▶ _TASK TO CARRY OUT_
Pull out each line of the records below that contains the string "leaf", matching case exactly.

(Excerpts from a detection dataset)
____________

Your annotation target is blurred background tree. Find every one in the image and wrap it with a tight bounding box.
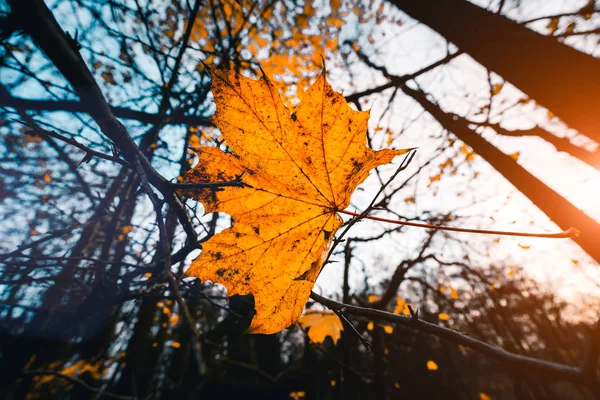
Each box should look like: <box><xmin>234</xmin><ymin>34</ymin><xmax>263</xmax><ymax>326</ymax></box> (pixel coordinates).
<box><xmin>0</xmin><ymin>0</ymin><xmax>600</xmax><ymax>400</ymax></box>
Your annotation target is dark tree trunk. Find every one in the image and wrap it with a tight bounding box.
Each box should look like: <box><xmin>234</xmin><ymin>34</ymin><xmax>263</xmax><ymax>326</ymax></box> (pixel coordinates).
<box><xmin>390</xmin><ymin>0</ymin><xmax>600</xmax><ymax>146</ymax></box>
<box><xmin>401</xmin><ymin>86</ymin><xmax>600</xmax><ymax>263</ymax></box>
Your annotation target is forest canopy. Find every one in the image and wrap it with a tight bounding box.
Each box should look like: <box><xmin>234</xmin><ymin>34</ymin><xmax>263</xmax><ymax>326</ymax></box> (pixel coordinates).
<box><xmin>0</xmin><ymin>0</ymin><xmax>600</xmax><ymax>400</ymax></box>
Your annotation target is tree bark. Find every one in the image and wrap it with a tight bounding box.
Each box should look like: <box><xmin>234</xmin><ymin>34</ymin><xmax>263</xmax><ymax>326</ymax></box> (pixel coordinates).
<box><xmin>390</xmin><ymin>0</ymin><xmax>600</xmax><ymax>147</ymax></box>
<box><xmin>401</xmin><ymin>86</ymin><xmax>600</xmax><ymax>263</ymax></box>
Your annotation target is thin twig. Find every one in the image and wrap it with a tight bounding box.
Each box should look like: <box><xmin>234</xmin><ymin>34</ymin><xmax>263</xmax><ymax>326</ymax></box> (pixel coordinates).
<box><xmin>310</xmin><ymin>292</ymin><xmax>599</xmax><ymax>388</ymax></box>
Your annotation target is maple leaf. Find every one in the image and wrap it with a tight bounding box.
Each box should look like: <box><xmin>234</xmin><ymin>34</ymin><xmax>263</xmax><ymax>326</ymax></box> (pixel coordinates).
<box><xmin>182</xmin><ymin>68</ymin><xmax>407</xmax><ymax>334</ymax></box>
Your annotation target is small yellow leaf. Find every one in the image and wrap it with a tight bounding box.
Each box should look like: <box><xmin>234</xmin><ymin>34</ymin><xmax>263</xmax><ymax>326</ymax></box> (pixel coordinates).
<box><xmin>492</xmin><ymin>83</ymin><xmax>504</xmax><ymax>96</ymax></box>
<box><xmin>102</xmin><ymin>71</ymin><xmax>117</xmax><ymax>85</ymax></box>
<box><xmin>394</xmin><ymin>297</ymin><xmax>410</xmax><ymax>316</ymax></box>
<box><xmin>427</xmin><ymin>360</ymin><xmax>438</xmax><ymax>371</ymax></box>
<box><xmin>367</xmin><ymin>294</ymin><xmax>379</xmax><ymax>303</ymax></box>
<box><xmin>448</xmin><ymin>286</ymin><xmax>458</xmax><ymax>300</ymax></box>
<box><xmin>290</xmin><ymin>391</ymin><xmax>306</xmax><ymax>400</ymax></box>
<box><xmin>506</xmin><ymin>265</ymin><xmax>515</xmax><ymax>276</ymax></box>
<box><xmin>429</xmin><ymin>173</ymin><xmax>442</xmax><ymax>185</ymax></box>
<box><xmin>546</xmin><ymin>17</ymin><xmax>558</xmax><ymax>35</ymax></box>
<box><xmin>298</xmin><ymin>311</ymin><xmax>344</xmax><ymax>344</ymax></box>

____________

▶ _REPLY_
Your annotation target is maple leaf. Find every one in the image and wrap it with a tight bounding box.
Your annotation target is small yellow leaf. Find every one in the image and wrap it with a tight bounding box.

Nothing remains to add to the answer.